- [EXERCISE DESCRIPTION] Reproduce every entry below word for word, but leave the pictures out.

----

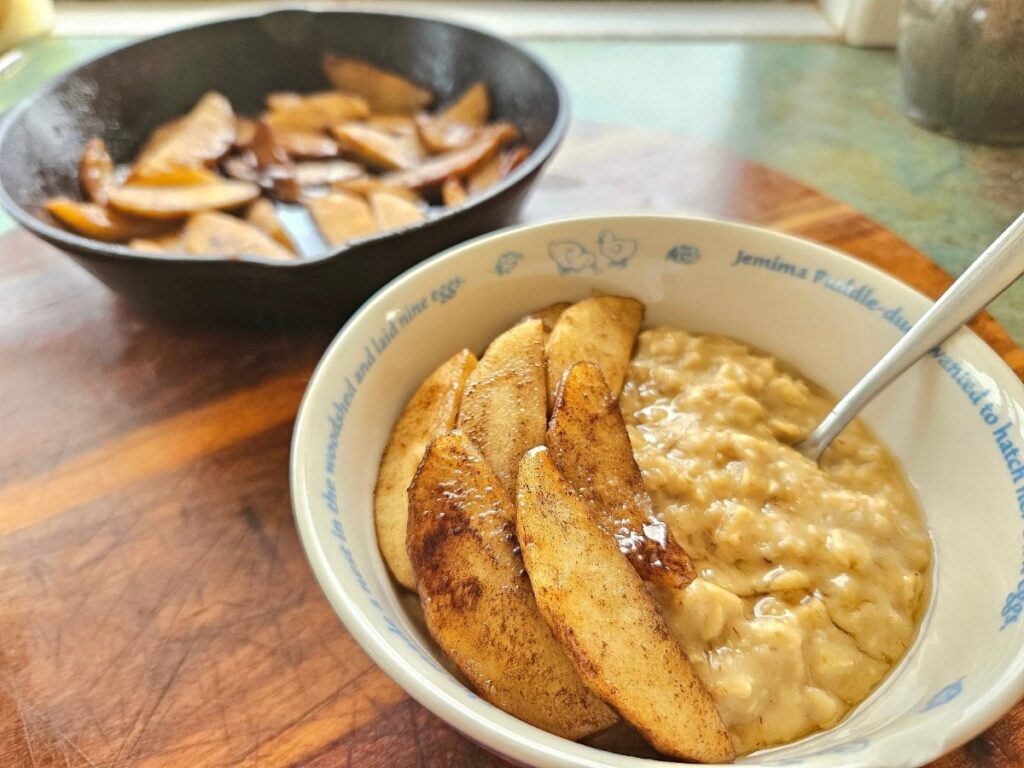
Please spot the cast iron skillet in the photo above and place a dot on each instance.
(123, 95)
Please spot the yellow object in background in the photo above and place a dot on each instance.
(24, 19)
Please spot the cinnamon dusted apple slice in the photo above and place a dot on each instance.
(588, 442)
(601, 612)
(600, 330)
(430, 413)
(383, 90)
(503, 409)
(477, 600)
(549, 315)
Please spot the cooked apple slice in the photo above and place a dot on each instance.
(242, 166)
(341, 216)
(166, 244)
(503, 409)
(274, 168)
(95, 171)
(485, 176)
(600, 330)
(477, 601)
(430, 413)
(549, 315)
(392, 212)
(101, 223)
(588, 441)
(212, 233)
(472, 108)
(262, 215)
(601, 612)
(245, 129)
(367, 185)
(162, 133)
(433, 171)
(377, 147)
(326, 172)
(174, 176)
(305, 144)
(201, 137)
(453, 193)
(496, 169)
(398, 125)
(383, 90)
(175, 202)
(440, 135)
(513, 158)
(314, 112)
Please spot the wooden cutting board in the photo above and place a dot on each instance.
(156, 608)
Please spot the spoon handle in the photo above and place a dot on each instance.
(990, 274)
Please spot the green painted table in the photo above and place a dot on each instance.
(825, 115)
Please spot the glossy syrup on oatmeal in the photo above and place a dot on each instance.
(811, 579)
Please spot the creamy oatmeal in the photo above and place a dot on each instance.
(810, 580)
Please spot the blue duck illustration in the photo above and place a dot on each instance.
(571, 257)
(617, 251)
(507, 262)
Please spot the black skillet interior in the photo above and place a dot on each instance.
(123, 95)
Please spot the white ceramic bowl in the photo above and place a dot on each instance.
(826, 313)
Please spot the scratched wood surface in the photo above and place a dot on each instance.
(155, 605)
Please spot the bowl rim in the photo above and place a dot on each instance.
(65, 239)
(988, 708)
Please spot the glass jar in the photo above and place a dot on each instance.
(963, 68)
(24, 19)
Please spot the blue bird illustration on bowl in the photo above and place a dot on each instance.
(616, 251)
(507, 262)
(571, 257)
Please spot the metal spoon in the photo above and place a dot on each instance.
(990, 274)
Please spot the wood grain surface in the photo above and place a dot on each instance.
(156, 608)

----

- [RESPONSE TO THE TASK]
Please spot the cast iron skillet in the photo above and place a dot on each instance.
(123, 95)
Please spot the yellow object in background in the photo above and place a dot on each instance.
(24, 19)
Please spot the cinnamon dusted apple slice in the photo above and place a dot on each instance.
(588, 442)
(601, 612)
(600, 330)
(430, 413)
(383, 90)
(503, 409)
(477, 600)
(549, 315)
Please spot the cooked apple slice in the photo above and place a dot on each instance.
(242, 166)
(341, 216)
(166, 244)
(503, 409)
(274, 168)
(95, 171)
(485, 176)
(600, 330)
(477, 601)
(430, 413)
(549, 315)
(392, 212)
(101, 223)
(588, 441)
(212, 233)
(472, 108)
(262, 215)
(601, 612)
(245, 129)
(367, 185)
(162, 133)
(433, 171)
(377, 147)
(326, 172)
(174, 176)
(305, 144)
(201, 137)
(453, 193)
(496, 169)
(398, 125)
(383, 90)
(175, 202)
(440, 135)
(513, 158)
(314, 112)
Please spot the wooden cutting board in the photo above and place a dot on each instance.
(156, 608)
Please spot the spoon handle in the photo above and place a dot on each instance.
(990, 274)
Please spot the green painted table in the photo above and place a dot on each instance.
(825, 115)
Please spot the glossy syrup on oatmeal in the photo above and place a dot on each instance.
(811, 579)
Please spot the creamy oatmeal in the photo above and place a dot on each instance.
(810, 580)
Please spot the blue duck illustration in the photo above and place a dot on each instance.
(571, 257)
(617, 251)
(507, 262)
Please spot the black skillet interior in the photo above and place a dot on each instance.
(123, 95)
Please spot the white ceramic bowl in the photo above and place a dot on each instance.
(826, 313)
Please spot the scratched wood surface in the photo above and place a dot on each instance.
(155, 605)
Please spot the bowl rim in the photo above and place a dot on each instance.
(65, 239)
(988, 708)
Please spot the glass jar in the photo above and place a dot on each instance.
(963, 68)
(24, 19)
Please spot the blue bird illustration on bowl in the photo above and place a dot on each instance.
(616, 251)
(507, 262)
(571, 257)
Please spot the metal spoon in the photo above and place a dot on each instance.
(990, 274)
Please spot the wood grain surface in the photo above and place a dot on each instance.
(156, 608)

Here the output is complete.